#### WHAT THE EXERCISE ASKS
Whichever lines of the entries hold the word "below" should be identified and copied.
**** SOURCE DATA
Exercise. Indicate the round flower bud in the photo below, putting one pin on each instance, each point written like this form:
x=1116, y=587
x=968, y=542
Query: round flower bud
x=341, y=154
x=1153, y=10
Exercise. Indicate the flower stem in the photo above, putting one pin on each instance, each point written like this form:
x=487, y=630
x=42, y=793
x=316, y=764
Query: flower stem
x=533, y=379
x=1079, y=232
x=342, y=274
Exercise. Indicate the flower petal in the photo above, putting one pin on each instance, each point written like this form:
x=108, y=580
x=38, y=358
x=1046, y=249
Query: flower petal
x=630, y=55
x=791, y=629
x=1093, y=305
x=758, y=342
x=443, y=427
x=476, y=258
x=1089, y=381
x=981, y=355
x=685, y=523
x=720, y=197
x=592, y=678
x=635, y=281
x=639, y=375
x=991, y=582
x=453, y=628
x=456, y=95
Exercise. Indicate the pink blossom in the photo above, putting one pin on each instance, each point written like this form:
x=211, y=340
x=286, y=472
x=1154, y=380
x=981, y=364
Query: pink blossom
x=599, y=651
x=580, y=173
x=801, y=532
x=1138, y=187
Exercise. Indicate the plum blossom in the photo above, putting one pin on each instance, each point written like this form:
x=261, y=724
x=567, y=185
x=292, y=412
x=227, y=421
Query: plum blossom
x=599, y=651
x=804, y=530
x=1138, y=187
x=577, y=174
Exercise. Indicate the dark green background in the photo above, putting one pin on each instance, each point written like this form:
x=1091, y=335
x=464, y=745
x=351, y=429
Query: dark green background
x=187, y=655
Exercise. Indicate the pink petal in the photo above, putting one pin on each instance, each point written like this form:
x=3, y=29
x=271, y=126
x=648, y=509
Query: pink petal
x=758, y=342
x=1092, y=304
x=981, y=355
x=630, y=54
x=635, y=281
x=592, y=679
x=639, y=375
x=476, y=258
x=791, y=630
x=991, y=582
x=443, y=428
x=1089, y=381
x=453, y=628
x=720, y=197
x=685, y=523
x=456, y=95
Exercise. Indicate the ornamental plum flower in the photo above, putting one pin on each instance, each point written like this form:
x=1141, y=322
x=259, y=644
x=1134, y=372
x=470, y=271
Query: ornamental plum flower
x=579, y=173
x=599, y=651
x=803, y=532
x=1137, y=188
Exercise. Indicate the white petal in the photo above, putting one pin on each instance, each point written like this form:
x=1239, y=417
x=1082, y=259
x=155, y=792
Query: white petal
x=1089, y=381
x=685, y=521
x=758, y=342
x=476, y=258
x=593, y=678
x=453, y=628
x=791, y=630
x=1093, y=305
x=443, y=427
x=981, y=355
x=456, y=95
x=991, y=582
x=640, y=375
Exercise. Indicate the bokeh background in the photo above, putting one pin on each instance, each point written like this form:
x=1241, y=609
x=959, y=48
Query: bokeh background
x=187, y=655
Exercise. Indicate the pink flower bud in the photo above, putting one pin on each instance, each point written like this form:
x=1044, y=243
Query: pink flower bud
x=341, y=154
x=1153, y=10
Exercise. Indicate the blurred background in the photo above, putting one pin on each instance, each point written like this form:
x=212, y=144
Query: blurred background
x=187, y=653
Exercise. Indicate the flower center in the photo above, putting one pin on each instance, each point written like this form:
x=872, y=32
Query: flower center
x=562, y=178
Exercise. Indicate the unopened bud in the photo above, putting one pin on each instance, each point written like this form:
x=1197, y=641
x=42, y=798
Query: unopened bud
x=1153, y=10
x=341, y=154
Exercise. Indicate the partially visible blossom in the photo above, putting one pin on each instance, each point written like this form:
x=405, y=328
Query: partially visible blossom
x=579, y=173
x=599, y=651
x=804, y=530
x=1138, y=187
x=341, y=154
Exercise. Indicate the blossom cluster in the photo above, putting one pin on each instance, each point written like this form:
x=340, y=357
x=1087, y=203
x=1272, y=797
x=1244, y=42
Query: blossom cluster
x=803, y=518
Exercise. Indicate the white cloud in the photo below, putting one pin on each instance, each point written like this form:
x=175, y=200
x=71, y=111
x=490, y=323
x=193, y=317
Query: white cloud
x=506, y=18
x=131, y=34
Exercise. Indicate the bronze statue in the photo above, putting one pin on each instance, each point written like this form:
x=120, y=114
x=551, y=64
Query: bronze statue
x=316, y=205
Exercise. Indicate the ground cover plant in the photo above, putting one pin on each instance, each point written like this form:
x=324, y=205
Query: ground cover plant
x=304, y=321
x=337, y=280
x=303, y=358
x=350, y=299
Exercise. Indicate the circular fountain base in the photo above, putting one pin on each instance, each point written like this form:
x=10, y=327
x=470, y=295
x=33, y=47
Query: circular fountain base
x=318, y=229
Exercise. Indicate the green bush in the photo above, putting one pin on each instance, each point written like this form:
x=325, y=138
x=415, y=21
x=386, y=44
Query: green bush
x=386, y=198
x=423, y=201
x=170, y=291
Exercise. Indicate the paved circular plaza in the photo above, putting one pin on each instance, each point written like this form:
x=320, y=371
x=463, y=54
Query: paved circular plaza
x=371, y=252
********
#### RESULT
Exercise. Indicate the round flower bud in the photo below, putting one pin on each instance, each point written like this form:
Exercise. Indicate the white cloud in the photo below, putting one pin on each instance, each point written like this form:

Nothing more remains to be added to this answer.